§ Exercise description:
All of the data that follows should be retyped exactly, please, except the pictures.

==*==

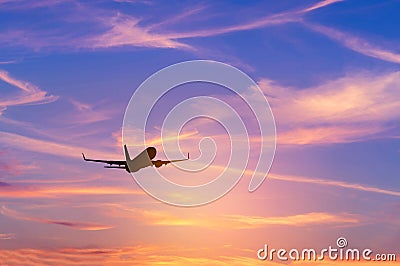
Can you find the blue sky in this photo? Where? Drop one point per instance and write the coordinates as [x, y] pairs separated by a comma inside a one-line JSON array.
[[329, 69]]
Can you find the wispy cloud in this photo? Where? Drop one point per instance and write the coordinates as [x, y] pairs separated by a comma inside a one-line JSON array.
[[357, 44], [150, 255], [318, 181], [125, 31], [87, 113], [49, 147], [270, 20], [312, 218], [232, 221], [129, 255], [340, 184], [6, 236], [60, 191], [117, 29], [72, 224], [351, 108], [30, 93]]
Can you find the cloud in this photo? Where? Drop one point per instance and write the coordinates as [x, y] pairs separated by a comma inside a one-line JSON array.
[[151, 255], [340, 184], [357, 44], [118, 29], [318, 181], [352, 108], [312, 218], [270, 20], [125, 31], [231, 221], [30, 94], [49, 147], [6, 236], [88, 114], [60, 191], [127, 255], [72, 224]]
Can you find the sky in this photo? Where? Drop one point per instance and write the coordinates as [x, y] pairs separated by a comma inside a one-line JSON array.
[[329, 70]]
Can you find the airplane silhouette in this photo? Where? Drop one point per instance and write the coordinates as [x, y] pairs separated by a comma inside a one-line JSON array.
[[144, 159]]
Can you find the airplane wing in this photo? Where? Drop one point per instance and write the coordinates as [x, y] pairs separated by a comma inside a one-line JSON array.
[[110, 162], [159, 163]]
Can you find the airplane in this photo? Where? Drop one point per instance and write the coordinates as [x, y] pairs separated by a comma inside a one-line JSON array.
[[144, 159]]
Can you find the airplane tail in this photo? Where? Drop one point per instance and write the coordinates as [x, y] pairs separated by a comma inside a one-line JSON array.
[[127, 157]]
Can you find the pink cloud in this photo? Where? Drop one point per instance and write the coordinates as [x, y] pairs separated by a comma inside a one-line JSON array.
[[72, 224], [31, 94], [51, 147], [357, 44], [352, 108]]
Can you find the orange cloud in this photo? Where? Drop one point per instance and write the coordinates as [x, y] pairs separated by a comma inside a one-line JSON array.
[[340, 184], [348, 109], [49, 147], [148, 255], [231, 221], [312, 218], [72, 224]]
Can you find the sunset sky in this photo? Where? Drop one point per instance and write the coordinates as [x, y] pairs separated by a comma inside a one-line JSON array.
[[329, 70]]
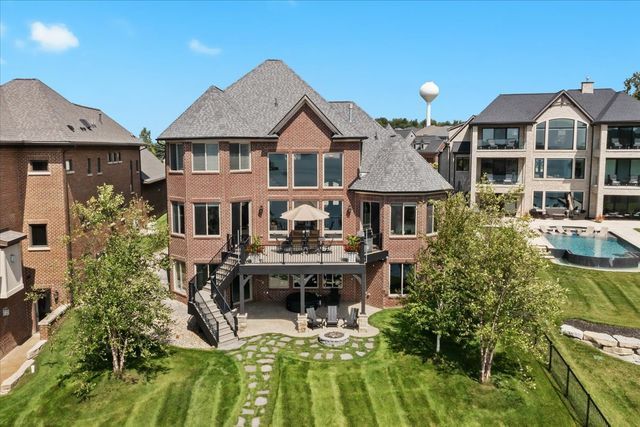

==*==

§ Reply to the exercise:
Can you find the blue sky in this photo? Where? Drop one point per instance and write the coordinates as [x, y] pairs separated by a comma inside a one-line JSON array.
[[329, 69]]
Can you find the wispy cloud in this photo? Where? Drop one point per instance and write the coordinates as [x, y] pairs separated by a comma inside a one-line JSON array.
[[357, 44], [150, 255], [318, 181], [125, 31], [87, 113], [49, 147], [270, 20], [312, 218], [232, 221], [129, 255], [340, 184], [6, 236], [60, 191], [117, 29], [72, 224], [351, 108], [30, 93]]
Can you find the cloud in this photo? Where? Drop one point per instance and write the coordinates as [x, y] pairs separated by a comma inside a one-line JSON array.
[[151, 255], [340, 184], [357, 44], [118, 29], [318, 181], [352, 108], [312, 218], [270, 20], [125, 31], [231, 221], [30, 94], [49, 147], [6, 236], [88, 114], [60, 191], [127, 255], [72, 224]]
Can you find the sky in this photo? Where? Drop one point per instance and write the coordinates as [x, y] pairs separated by a comma inside a one-line JSON array.
[[329, 70]]
Can you find the airplane silhouette in this photo? Where? Drop one point per instance and write the coordinates as [x, y] pairs separated by a comma inside a one-line JSON array.
[[144, 159]]
Can you find the airplane wing in this photo? Where? Drop one point per instance and write the coordinates as [x, y] pairs separated by a comma inside a one-line JSON array.
[[110, 162], [159, 163]]
Can you find the airplane in this photo? Where? Drop one point per instance and write the coordinates as [x, y] pairs separated by a comma inside a one-line JSON array.
[[144, 159]]
Can you find the airplane tail in this photo? Where? Drop one point per instance and write the coordinates as [x, y] pairs separated by a comma inside a one-line JSON array.
[[127, 157]]
Can you find the pink cloud in this photo? Where? Drop one point per instance and write the coordinates as [x, y] pairs separated by a comma inside a one-line JSON array.
[[72, 224], [31, 94], [51, 147], [357, 44], [352, 108]]
Can you find the orange cloud in this photo? Where? Drop one point per instance and write the coordinates as [x, y] pairs separated by a comma inside a one-line JSON array.
[[340, 184], [348, 109], [49, 147], [148, 255], [231, 221], [312, 218], [72, 224]]
Can you find the sunset sky in this photo? Where? Drop one point per instance and write the coordinates as [x, y] pairs separated by a comma inside a one-line JSON array.
[[329, 70]]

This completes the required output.